**Задания:**
[1] В каком году, согласно рецензии на книгу Паоло Бори, вышла работа Карла Мангейма «Идеология и утопия. Введение в социологию знания»?
[2] Продолжите рецензию на книгу Паоло Бори с того места, на котором она обрывается.

**Исходный текст:**
Опубликовано в журнале Неприкосновенный запас, номер 1, 2021
Леонид Юлдашев (р. 1992) — исследователь истории интернета, координатор клуба любителей интернета и общества.
[стр. 216—224 бумажной версии номера] [1]
The Internet Myth: From the Internet Imaginary to Network Ideologies
Paolo Bory
London: University of Westminster Press, 2020 — 169 p.
Утопии и вслед за ними воображаемые (imaginaries [2]) — классические объекты интереса социальных наук. Первая значительная, как кажется из сегодняшнего дня, работа на эту тему — книга Карла Мангейма «Идеология и утопия. Введение в социологию знания» (1929). Последняя значительная (на момент написания рецензии) — сборник статей «Dreamscapes of modernity» под редакцией Шейлы Джазанофф и Санг-Хюн Ким (2015) [3]. Почти девяносто лет социальные исследователи предлагают различные ответы на вопрос «Как невидимые, но значительные утопии / способы мышления / воображаемые / метафоры организуют действия индивидов и групп?». Книга исследователя истории интернета и веба Паоло Бори «The Internet Myth: From the Internet Imaginary to Network Ideologies» встраивается в представленный ряд. Работа Бори — попытка использовать арсенал подходов социологии воображаемых, медиа-истории, нарративистики и internet histories (то есть исследований истории интернета) для критического анализа мифа об интернете. Даже не так: мифа об Интернете.

**Записи:**
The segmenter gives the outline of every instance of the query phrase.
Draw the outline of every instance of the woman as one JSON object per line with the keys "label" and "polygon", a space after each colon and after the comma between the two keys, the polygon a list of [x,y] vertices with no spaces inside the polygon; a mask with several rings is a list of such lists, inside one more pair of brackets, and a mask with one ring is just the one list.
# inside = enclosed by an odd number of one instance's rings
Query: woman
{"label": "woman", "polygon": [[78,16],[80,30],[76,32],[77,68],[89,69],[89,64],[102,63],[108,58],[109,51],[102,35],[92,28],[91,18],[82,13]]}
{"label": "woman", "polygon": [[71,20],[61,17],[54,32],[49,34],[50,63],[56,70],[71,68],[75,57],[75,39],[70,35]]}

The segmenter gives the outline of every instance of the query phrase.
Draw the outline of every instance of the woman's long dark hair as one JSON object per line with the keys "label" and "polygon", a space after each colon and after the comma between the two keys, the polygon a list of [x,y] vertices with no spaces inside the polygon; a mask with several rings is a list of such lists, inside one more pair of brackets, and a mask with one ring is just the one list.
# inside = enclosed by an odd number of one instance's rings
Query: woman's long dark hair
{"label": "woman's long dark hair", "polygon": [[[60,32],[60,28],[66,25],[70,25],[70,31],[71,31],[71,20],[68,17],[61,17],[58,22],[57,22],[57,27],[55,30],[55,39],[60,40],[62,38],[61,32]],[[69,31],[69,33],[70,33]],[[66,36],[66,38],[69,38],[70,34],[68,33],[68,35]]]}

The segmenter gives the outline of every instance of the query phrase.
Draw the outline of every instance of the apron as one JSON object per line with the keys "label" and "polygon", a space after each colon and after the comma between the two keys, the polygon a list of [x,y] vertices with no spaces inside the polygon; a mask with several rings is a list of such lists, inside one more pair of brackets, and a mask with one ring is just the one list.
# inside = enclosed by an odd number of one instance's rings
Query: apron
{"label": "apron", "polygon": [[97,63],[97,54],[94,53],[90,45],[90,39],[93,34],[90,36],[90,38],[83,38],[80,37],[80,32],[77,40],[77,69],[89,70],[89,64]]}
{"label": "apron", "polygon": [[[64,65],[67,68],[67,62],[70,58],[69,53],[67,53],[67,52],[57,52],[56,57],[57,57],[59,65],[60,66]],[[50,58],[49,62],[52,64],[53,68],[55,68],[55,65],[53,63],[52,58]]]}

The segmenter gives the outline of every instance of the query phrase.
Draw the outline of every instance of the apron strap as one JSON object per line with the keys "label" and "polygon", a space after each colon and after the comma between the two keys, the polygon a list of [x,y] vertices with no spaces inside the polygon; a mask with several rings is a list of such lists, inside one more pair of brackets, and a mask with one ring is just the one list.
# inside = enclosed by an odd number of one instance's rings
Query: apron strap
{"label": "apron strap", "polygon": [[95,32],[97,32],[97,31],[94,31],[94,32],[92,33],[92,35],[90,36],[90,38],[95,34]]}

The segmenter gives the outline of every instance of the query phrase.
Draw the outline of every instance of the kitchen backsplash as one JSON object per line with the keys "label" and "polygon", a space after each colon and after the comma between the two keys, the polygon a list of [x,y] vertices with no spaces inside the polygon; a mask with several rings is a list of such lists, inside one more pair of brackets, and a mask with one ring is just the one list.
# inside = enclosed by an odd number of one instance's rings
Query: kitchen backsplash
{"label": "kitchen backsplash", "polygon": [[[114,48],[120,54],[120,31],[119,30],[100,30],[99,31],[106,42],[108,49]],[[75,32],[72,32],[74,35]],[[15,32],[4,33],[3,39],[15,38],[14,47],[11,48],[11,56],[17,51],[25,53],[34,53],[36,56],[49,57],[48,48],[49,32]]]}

**Ответы:**
[1] В 1929 году.

[2]
В первой главе представлена критика доминирующего нарратива истории интернета — линейного, прогрессистского и американоцентричного: интернет появился в США как продолжение разработок военных и ученых, там же был коммерциализирован, стал потребительской технологией и распространился по миру. Взамен Бори предлагает использовать другой, принятый в области исследований internet histories. Это более широкий взгляд, включающий не только интернет и веб [4], но и альтернативные сети, предшественников и конкурентов WWW и всю историю сетевых технологий от 1950-х до сегодняшнего дня. Коротко говоря: надо изучать не Internet imaginary в единственном числе, а network imaginaries вместе с media imaginaries [5] (p. 24). Здесь же вводятся ключевые теоретические решения и ресурсы: концептуализация социотехнических воображаемых, мифа и их влияния на практики, внимание к материальной стороне компьютерных сетей, политэкономия медиа.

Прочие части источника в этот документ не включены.